::: Provided information :::

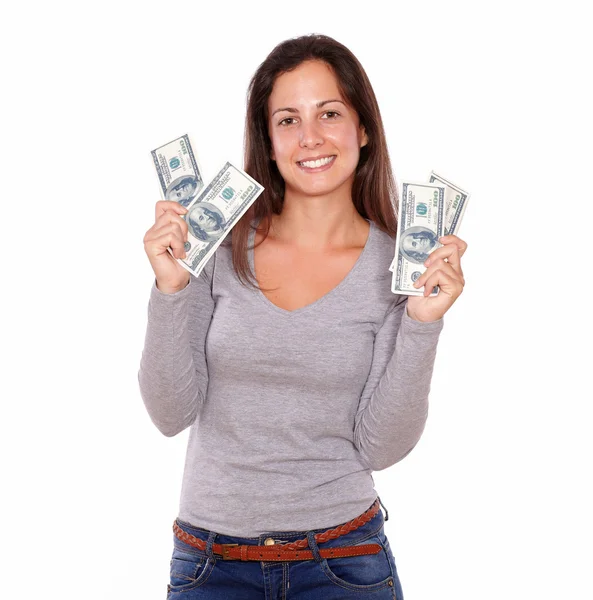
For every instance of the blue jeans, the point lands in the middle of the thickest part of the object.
(202, 574)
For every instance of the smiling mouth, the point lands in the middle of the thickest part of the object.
(315, 164)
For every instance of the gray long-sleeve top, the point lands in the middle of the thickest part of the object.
(290, 411)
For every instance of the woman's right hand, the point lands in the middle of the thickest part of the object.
(169, 229)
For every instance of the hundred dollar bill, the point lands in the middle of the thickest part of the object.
(178, 171)
(420, 225)
(213, 214)
(456, 201)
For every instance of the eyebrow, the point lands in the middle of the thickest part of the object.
(319, 105)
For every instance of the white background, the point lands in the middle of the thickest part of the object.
(495, 500)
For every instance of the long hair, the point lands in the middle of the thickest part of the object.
(374, 192)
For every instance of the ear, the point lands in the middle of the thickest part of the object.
(364, 140)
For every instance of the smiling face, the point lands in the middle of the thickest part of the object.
(316, 136)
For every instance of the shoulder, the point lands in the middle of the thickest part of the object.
(381, 250)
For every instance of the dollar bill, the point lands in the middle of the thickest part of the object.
(456, 201)
(214, 212)
(420, 225)
(178, 171)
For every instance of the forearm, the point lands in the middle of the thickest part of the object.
(394, 417)
(172, 380)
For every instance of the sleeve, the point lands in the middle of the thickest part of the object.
(394, 404)
(173, 375)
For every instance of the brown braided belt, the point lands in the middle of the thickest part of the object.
(293, 550)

:::

Given request — Your copy of the data should match it exactly, except that pictures are left out.

Complete response —
For every instance of the blue jeans, the point lands in the middle of the thickest part of the object.
(202, 574)
For every instance of the smiling mouth, the point lands in the middle of the thickest part of the object.
(315, 164)
For every instance of the gray long-sleeve top, the point lands in the middle of the thickest part of the object.
(290, 411)
For every instance of the woman's right hand, the point lands in the middle of the thickest part of the object.
(169, 229)
For every instance of the hundred dollar bill, the point lands in the middle of the thickest part of the object.
(178, 171)
(420, 225)
(213, 214)
(456, 201)
For every instance of the eyebrow, the point lands in the middle of the thickest part of the object.
(319, 105)
For every instance of the white background, the point lands in the middle of the thickest part of the object.
(495, 500)
For every instance of the long hair, the point lands in the middle of the thickest part of the object.
(374, 192)
For every instance of the ear, the point lands in the middle of the thickest part of the object.
(364, 140)
For every instance of the smiling face, the point lands in the middle of the thickest part of the object.
(316, 136)
For every instance of the shoulder, the point lands in the middle of the thickest part of the object.
(381, 250)
For every instance of the dollar bill, the point lands in the middle of the thickest part of the object.
(456, 201)
(214, 212)
(420, 225)
(178, 171)
For every instance of the forearm, the point lands in the middle of the thickest part of the object.
(394, 417)
(172, 380)
For every instance of the sleeve, the point lands in the middle of the thickest part of the object.
(394, 404)
(173, 375)
For every instance of the brown braided belt, the point lands in the middle of the thickest part of the object.
(293, 550)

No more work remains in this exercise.